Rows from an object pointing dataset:
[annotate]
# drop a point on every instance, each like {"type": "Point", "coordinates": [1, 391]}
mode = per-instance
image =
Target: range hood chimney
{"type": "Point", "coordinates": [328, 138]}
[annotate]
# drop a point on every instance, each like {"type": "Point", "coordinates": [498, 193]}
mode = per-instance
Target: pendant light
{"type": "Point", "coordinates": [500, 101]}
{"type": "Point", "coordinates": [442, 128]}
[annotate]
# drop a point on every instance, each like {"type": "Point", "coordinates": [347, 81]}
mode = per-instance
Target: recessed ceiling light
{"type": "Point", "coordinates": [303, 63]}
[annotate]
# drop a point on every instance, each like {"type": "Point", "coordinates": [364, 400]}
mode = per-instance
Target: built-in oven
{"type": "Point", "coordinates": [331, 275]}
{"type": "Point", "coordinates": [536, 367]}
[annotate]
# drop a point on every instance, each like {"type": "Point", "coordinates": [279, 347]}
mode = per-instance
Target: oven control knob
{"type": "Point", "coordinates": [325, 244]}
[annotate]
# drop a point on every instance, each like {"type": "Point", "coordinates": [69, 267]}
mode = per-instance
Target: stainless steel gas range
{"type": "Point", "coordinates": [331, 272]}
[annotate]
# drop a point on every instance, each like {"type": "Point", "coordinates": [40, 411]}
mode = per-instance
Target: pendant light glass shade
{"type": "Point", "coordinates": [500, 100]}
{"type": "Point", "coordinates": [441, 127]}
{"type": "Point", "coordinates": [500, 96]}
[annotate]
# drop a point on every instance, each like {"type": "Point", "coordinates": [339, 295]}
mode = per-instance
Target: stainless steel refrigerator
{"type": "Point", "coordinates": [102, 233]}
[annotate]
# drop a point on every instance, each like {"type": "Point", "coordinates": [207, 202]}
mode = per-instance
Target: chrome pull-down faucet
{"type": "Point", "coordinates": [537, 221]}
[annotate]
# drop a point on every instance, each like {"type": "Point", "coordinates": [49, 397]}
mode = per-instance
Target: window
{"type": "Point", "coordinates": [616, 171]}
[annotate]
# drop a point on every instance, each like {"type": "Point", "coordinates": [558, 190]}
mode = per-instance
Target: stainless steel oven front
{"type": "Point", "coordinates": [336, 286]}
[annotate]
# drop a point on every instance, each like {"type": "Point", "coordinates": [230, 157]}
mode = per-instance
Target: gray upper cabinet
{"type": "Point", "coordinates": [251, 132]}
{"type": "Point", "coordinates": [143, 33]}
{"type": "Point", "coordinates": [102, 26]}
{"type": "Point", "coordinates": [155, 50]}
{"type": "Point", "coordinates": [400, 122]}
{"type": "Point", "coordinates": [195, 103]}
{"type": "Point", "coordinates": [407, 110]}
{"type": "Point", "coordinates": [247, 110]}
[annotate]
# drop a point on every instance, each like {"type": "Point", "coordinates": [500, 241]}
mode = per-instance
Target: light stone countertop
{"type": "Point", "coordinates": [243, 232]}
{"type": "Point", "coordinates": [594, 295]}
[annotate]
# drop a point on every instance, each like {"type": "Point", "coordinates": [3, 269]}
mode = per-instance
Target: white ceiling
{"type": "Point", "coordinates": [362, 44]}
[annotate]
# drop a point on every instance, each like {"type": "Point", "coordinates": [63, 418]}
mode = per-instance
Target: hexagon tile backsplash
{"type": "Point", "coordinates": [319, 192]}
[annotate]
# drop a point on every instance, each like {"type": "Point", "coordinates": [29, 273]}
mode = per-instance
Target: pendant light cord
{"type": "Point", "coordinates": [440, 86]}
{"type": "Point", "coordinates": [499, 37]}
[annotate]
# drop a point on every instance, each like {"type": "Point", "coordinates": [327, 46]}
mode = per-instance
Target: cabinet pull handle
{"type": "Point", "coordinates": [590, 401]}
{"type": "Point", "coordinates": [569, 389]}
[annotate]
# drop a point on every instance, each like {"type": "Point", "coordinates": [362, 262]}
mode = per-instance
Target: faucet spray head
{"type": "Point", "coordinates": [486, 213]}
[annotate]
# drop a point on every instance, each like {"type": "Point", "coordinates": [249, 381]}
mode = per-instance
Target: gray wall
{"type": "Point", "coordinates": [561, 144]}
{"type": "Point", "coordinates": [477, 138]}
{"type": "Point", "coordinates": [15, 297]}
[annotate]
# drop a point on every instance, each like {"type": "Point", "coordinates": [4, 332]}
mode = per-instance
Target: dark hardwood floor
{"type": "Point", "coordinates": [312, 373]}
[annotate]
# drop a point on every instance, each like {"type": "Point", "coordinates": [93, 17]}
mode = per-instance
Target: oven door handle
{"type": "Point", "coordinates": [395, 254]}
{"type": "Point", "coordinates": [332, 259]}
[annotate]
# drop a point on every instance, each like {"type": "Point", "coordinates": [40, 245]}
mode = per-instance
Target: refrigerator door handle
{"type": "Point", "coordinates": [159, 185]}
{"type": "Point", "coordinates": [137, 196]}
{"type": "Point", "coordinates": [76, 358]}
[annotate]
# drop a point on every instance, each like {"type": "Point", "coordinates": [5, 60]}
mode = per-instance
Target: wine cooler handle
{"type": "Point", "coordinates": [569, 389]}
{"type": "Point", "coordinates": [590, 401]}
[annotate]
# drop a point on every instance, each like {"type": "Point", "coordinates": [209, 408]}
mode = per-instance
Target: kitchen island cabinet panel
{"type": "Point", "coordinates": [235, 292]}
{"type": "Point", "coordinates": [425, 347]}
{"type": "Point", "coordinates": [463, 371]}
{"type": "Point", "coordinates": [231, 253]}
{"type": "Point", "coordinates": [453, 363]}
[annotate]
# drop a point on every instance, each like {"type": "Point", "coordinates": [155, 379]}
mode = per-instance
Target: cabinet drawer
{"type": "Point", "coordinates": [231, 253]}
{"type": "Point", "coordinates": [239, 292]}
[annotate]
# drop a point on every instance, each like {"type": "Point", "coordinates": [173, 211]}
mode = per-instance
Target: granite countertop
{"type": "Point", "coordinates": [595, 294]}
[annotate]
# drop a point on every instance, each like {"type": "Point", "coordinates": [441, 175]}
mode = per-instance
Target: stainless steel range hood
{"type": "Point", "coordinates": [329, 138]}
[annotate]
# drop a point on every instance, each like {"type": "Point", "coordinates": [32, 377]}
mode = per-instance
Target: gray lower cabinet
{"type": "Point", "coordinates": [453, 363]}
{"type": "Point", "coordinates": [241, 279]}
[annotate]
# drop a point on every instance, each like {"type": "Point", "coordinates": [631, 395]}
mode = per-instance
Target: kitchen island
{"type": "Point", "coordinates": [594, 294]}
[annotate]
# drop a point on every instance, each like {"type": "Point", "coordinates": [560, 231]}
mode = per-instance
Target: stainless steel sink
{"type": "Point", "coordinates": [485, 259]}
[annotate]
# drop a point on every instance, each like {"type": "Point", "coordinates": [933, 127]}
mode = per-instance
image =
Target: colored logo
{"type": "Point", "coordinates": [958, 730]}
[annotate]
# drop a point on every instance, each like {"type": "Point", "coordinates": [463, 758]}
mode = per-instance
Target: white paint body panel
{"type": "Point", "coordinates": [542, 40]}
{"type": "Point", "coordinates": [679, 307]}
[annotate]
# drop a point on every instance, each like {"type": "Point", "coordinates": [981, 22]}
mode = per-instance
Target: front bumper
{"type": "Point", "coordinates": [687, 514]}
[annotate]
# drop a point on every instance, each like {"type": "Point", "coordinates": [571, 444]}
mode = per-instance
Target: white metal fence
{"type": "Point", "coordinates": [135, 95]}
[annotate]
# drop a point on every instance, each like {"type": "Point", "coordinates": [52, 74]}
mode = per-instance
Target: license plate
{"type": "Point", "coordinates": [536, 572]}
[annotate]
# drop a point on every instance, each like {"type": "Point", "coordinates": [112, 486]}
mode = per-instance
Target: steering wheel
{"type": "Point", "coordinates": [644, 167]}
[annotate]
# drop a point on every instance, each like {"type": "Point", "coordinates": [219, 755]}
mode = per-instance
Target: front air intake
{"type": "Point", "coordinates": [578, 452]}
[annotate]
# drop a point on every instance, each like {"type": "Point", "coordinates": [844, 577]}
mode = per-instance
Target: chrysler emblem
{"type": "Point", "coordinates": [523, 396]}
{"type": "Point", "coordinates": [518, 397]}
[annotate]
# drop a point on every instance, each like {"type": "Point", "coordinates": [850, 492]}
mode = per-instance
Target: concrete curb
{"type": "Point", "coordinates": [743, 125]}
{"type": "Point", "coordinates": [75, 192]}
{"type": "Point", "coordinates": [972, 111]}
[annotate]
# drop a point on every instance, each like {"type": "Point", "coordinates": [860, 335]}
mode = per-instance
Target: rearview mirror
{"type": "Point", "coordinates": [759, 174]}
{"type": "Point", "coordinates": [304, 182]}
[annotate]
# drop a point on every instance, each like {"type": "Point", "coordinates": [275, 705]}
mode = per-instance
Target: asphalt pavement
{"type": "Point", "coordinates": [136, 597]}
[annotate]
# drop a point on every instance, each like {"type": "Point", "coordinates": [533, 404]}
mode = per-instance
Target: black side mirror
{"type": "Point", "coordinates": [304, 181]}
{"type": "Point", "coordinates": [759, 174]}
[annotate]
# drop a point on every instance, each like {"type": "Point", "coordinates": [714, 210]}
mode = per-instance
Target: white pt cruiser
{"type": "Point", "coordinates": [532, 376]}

-- WHAT IS ASKED --
Which lines in the entries above contain the word "refrigerator"? Return every one of them in full.

-- WRITTEN SOLUTION --
Target: stainless steel refrigerator
Target: refrigerator door handle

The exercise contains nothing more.